◆ **YOUR GOAL**
Extract every line of the data below and reproduce each one word for word, in its original order.

◆ **ENTRIES SHOWN**
····················

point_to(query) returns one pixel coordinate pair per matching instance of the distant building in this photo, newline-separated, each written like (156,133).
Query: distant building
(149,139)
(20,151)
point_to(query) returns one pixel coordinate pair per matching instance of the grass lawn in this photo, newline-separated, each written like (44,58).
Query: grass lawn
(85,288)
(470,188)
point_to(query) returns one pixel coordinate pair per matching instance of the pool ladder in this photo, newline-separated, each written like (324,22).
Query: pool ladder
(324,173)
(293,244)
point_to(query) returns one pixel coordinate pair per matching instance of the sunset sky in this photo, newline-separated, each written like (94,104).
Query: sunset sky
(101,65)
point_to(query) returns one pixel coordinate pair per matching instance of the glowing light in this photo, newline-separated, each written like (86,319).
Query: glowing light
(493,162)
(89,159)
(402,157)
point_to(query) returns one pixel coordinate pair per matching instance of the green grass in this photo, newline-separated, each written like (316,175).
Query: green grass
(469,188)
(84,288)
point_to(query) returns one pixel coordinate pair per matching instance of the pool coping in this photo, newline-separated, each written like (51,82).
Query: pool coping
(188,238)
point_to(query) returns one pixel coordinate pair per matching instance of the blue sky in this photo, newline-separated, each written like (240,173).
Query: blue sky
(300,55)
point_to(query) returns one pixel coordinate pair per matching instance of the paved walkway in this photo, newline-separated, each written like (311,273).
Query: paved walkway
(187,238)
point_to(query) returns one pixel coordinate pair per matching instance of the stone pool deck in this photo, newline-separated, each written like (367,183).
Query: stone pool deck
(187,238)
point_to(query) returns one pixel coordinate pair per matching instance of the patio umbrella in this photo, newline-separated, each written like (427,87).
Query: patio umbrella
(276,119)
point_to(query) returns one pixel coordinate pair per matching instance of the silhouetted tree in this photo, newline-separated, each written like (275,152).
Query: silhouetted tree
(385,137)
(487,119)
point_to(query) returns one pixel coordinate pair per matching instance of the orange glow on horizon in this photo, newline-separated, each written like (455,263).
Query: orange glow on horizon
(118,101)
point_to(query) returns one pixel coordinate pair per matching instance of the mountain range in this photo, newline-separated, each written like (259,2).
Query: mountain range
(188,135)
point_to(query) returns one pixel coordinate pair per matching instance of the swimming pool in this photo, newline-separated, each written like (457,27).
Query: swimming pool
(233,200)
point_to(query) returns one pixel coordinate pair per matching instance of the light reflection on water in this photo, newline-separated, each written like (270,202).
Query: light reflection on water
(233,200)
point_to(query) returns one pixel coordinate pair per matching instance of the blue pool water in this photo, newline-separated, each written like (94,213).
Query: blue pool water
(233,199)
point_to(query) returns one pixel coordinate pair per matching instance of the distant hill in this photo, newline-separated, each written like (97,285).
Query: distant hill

····················

◆ **ANSWER TO THE EXERCISE**
point_to(query) returns one pixel coordinate pair per matching instance of the distant building in this photo, newline-separated, each written like (156,133).
Query: distant building
(149,139)
(20,151)
point_to(query) returns one pixel coordinate pair per matching instance of the grass lawn in this photo, newline-separated, each written like (44,58).
Query: grass lawn
(85,288)
(470,188)
point_to(query) returns one pixel coordinate pair per matching instance of the pool ladder in this photo, newline-separated, each written like (324,22).
Query: pool ladder
(324,173)
(293,244)
point_to(query) returns one pixel coordinate pair per matching instance of the sunset sky in this photo, newline-separated, each written like (94,104).
Query: sunset sky
(101,65)
point_to(query) returns one pixel coordinate pair per matching instance of the glowing light in this photo, newline-separated, each written like (86,319).
Query: glowing light
(493,162)
(89,159)
(402,157)
point_to(query) returns one pixel coordinate pair per matching instance of the green grass in this photo, newline-separated, each written like (316,175).
Query: green grass
(469,188)
(84,288)
point_to(query) returns one pixel coordinate pair per matching instance of the pool coping in this photo, newline-separated, each written like (51,82).
Query: pool coping
(188,238)
point_to(query) returns one pixel coordinate pair per matching instance of the blue sky in this photo, newline-separated, each written like (240,173).
Query: blue sky
(300,55)
point_to(query) returns one pixel coordinate pair per matching instance of the paved walkway in this photo, newline-separated, each written like (311,273).
Query: paved walkway
(187,238)
point_to(query) returns one pixel coordinate pair per matching instance of the stone pool deck in this photo, newline-separated, each written like (367,183).
Query: stone pool deck
(187,238)
point_to(query) returns one pixel coordinate pair per matching instance of the patio umbrella in this photo, newline-separated, each written like (427,87).
Query: patio umbrella
(276,119)
point_to(query) returns one pixel coordinate pair per matching instance of the silhouetted tree in this photo, newline-separated, each written like (275,152).
Query: silhouetted tree
(385,137)
(487,119)
point_to(query) returns one pixel coordinate pair per matching instance of the orange glow on horizon in this photo, newline-separated, each written like (455,263).
Query: orange glow on horizon
(118,101)
point_to(query) returns one pixel coordinate pair per matching instance of the mountain range in this photo, newline-separated, each written like (259,2).
Query: mountain range
(188,135)
point_to(query) returns one pixel coordinate pair per matching instance of the swimming pool in this photo, newline-separated, each written like (457,27).
Query: swimming pool
(233,200)
point_to(query) returns one pixel coordinate pair per matching instance of the light reflection on water in this photo, newline-separated, each written like (270,202).
Query: light reflection on water
(233,200)
point_to(query) returns one pixel coordinate pair per matching instance of the blue pool water in this photo, newline-separated, each written like (94,213).
Query: blue pool water
(233,199)
point_to(query) returns one pixel coordinate pair per matching instance of the distant hill in this photo, newline-separated, each written like (97,285).
Query: distant hill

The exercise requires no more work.